══ Document segment ══
Magazine: Mothership Zeta, issue 2

zetaMothership Zeta

The human brain isn’t perfect.  For example, most adults don’t remember the moment of their birth.  I’m different.  I remember the day I hatched, a fully grown human, from a pod on the mothership.

I can’t tell you what the mothership told me that day, because the language she used has no written or spoken form.  She communicated directly with my neural pathways, filling my head with irrational fears, burning desires, and bizarre compulsions.

Before setting me on the planet, she gave me a mission:  ruthlessly criticize and tear apart its science fiction.  Young people would lose their desire to explore the stars, and wouldn’t care to design propulsion systems as adults.  They would no longer search the sky for signs of life, or dream up innovative methods for waging war on distant aliens.

But, the mothership made a mistake.  She didn’t have all the information.  A mothership had been here before.  Maybe one of ours, maybe one belonging to another race.  The science fiction the mothership feared was gone.  Earth’s stories keep people’s heads pointed not at the heavens, but at their feet, or sometimes their genitals.

My task has been accomplished.  I should just walk away.  But, that’s not how compulsions work.  I’m here to ruin the planet’s science fiction, and that’s what I’ll do, even if it gives humans the will and the means to fight, and destroys the race that gave birth to me.
═══
══ Dataset entries ══
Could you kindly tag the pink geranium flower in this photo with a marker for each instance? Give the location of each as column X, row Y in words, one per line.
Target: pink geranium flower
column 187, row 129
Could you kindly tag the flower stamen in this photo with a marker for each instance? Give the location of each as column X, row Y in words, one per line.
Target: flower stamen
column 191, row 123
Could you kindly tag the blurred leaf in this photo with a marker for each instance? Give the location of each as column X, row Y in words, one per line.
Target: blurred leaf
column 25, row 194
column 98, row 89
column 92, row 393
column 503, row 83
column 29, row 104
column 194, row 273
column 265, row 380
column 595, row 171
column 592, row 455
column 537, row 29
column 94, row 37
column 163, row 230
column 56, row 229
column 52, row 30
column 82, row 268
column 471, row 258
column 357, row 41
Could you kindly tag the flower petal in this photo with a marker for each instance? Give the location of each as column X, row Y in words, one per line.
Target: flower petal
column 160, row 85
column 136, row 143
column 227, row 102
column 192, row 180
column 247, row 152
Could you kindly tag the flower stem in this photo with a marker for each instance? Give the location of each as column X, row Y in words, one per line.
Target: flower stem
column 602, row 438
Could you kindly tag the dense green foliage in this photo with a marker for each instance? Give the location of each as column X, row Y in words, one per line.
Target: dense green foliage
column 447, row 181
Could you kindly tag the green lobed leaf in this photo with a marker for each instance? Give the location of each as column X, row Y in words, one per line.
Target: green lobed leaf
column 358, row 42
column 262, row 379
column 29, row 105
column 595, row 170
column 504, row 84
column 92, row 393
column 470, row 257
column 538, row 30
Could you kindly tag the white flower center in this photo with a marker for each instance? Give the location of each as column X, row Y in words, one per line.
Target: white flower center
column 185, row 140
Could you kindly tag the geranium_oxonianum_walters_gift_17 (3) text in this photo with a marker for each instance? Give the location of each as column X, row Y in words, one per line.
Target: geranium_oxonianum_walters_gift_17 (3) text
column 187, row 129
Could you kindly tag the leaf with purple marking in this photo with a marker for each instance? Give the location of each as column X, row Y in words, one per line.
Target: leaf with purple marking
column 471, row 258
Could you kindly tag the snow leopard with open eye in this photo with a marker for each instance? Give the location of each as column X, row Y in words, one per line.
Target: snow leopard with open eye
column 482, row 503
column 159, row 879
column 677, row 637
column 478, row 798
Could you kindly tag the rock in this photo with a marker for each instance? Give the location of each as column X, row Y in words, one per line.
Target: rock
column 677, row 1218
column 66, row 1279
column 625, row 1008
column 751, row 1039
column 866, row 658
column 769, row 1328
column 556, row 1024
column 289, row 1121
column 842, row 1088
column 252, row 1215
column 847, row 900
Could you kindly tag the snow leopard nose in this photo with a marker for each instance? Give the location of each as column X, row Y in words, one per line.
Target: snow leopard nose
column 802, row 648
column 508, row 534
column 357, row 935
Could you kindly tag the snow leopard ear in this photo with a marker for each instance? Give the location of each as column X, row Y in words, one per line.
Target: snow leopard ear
═══
▶ **What to work on**:
a – Answer these questions about the Mothership Zeta text:
(i) What does the narrator remember that most adults do not?
(ii) What mission did the mothership give the narrator before setting them on the planet?
(iii) What information did the mothership lack?
b – Go on with the Mothership Zeta text, starting after its last sentence.
The listing was taken from a separate source.

▶ **Set of answers**:
a –
(i) The day they hatched, a fully grown human, from a pod on the mothership.
(ii) To ruthlessly criticize and tear apart the planet's science fiction.
(iii) That a mothership had been on Earth before.

b –
Short Stories

That Time with Bob and the Unicorn by T. Kingfisher.  A humorous story, that may not be exactly what you’re expecting.

The Android’s Prehistoric Menagerie by A. Merc Rustad.  Some space debris falls to Earth, wiping out humans but somehow also de-extincting dinosaurs and various ice-age mammals.  A robot raises some baby dinosaurs.  Also, for no reason, there is a phoenix.

The Elixir of the Not-So-Disgusting Death Smell by Carlie St. George.  A scientist and her zombie boyfriend … oh, I see you’ve moved on to the next story.

A Bird, a Broad, and a Mess of Kyodatsu by Stephen Lickman.  A tengu (mythical crow-man) in American-occupied Japan has a new profession as a PI.  To me, adding Japanese mythology and changing the American technology to steampunk (or was it dieselpunk?  I’ve forgotten.) was too much change in the space of a short story.  The ending was also inconclusive, so perhaps this was meant as an opening chapter for a novel.

Fire in the Belly by Rachael Acks.  A stowaway is kicked off a starship, does some pickpocketing, and walks into the desert, which gives her magical powers.  This story also had an inconclusive ending, but I enjoyed the character’s tough attitude.

Forty-One Bad Breakups and One Redemptive Reunion by Alvaro Zinos-Amaro.  A man, occasionally sex-changing into a woman, jumps from alternate reality to alternate reality, looking for true love.

I hope you enjoyed today’s (totally 100% fictional, really) intro story.  It was my take on the word mothership, not an individual criticism of the magazine, which is currently ranked within the top third of the 48 I’ve read so far.

Mothership Zeta draws its stories from a group of related podcasts:  Escape Pod (sci-fi), Podcastle (fantasy), and Pseudopod (horror).  There are currently six issues available at Amazon.

7 comments

  1. All Hail Overlord Zabulon!

    I greet you fellow podling. I think your mothership had a stick up it’s collective behind. My mothership wanted me here to read and eat pizza until I died, fat and happy!

    😉

    1. It’s good you have a goal.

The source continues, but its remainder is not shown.